- _Problems and tasks_:
**A)** Reproduce word for word the part of the text on logic gates that opens with the words containing "These basic digital" and closes with "NAND Gate only.".
**B)** Write the next part of the text on logic gates, starting right after its final sentence.
# Text provided start
Digital logic gates are the building blocks of the digital circuit. Each basic logic gate implements a unique Boolean function and a complex Boolean expression is implemented using the network of basic gates. The three basic logic gates are:
- AND Gate.
- OR Gate.
- NOT Gate.
AND Gate implements the Boolean AND function, OR gate implements the Boolean OR function and likewise NOT Gate (also called Inverter) implements the Boolean NOT function. The Boolean expressions of each basic gate along with their schematics symbol are shown in the following figure.
Introduction to NAND Gate
The input and output variables of the Boolean function can assume any one of two possible values called ‘0’ or ‘1’. In terms of positive logic ‘0’ is considered to be low and ‘1’ is considered to be HIGH, whereas in terms of the negative logic ‘0’ is considered to be HIGH and ‘1’ is considered to be LOW. Any Boolean expression can be implemented using these three basic logic Gates.
These basic digital logic gates that is AND, OR and NOT gates can be combined together in particular topologies to realize other important gates. The most common examples are NAND and NOR Gate. NAND Gate is formed by the combination of AND and NOT Gate in series that is by connecting the output of the AND at the input of the NOT Gate similarly NOR Gate is formed by the combination of OR and NOT Gate. Other important Gates formed by the combination of basic logic gates are XOR (Exclusive OR) and XNOR (Exclusive NOR) Gates. Here the discussion is oriented to the NAND Gate only.
As pointed out in previous paragraph that NAND Gate is the combination of AND and NOT Gate with input of NOT Gate connected at the output of the AND Gate. Thus corresponding to each combination of the inputs NAND Gate will have an output that is the complement of the output of the AND Gate. The schematic symbol along with the basic circuit of the NAND Gate is as shown in the following image:
As shown in the image above NAND Gate process the inputs A and B in such a way that first AND Gate manipulates the input variables A and B to generate A.B and then NOT gate acts on A.B to generate complement of the A.B. The Bubble symbol at the AND gate represents the negation of the output of the AND Gate.
# Text provided end
# Information supplied start
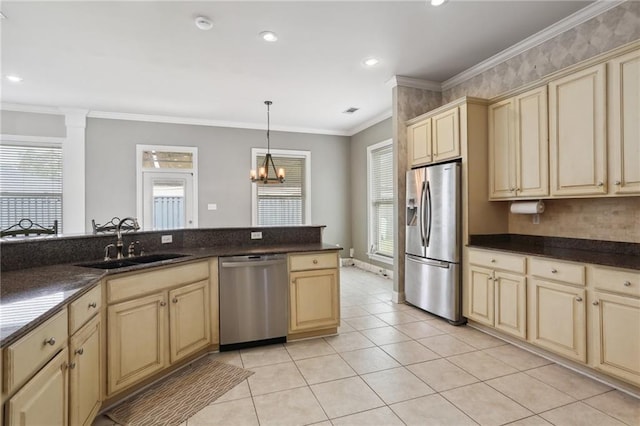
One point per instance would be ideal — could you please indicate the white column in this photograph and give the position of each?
(73, 172)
# Information supplied end
- _Answers given_:
**A)**
These basic digital logic gates that is AND, OR and NOT gates can be combined together in particular topologies to realize other important gates. The most common examples are NAND and NOR Gate. NAND Gate is formed by the combination of AND and NOT Gate in series that is by connecting the output of the AND at the input of the NOT Gate similarly NOR Gate is formed by the combination of OR and NOT Gate. Other important Gates formed by the combination of basic logic gates are XOR (Exclusive OR) and XNOR (Exclusive NOR) Gates. Here the discussion is oriented to the NAND Gate only.

**B)**
NAND Gate Truth Table:
The relation between the state of the output variable and that of the input variables is represented in the form of the table. This table is called the Truth Table. The Truth Table of the NAND Gate along with its schematics symbol is shown below:
The output of the NAND Gate is LOW if and only if both of its inputs are HIGH otherwise its output is HIGH, note that the output of the NAND Gate is exact complement of the AND Gate in which output will be HIGH if only if inputs are HIGH otherwise the output is LOW for all other combinations of the input variables.
Universality of NAND Gate:
NAND Gate has a very useful property which makes it unique and important among all other Gates. The Boolean expression of any complexity can be implemented using NAND Gate only that NAND Gate alone can be employed to realize all possible Boolean expressions without the need of any other Gate. This property of NAND Gate is called Functional Completeness, due to this property the entire microprocessor can be designed using NAND Gate only! NAND Gate shares this property with NOR Gate and both of the Gates are called Universal Gates.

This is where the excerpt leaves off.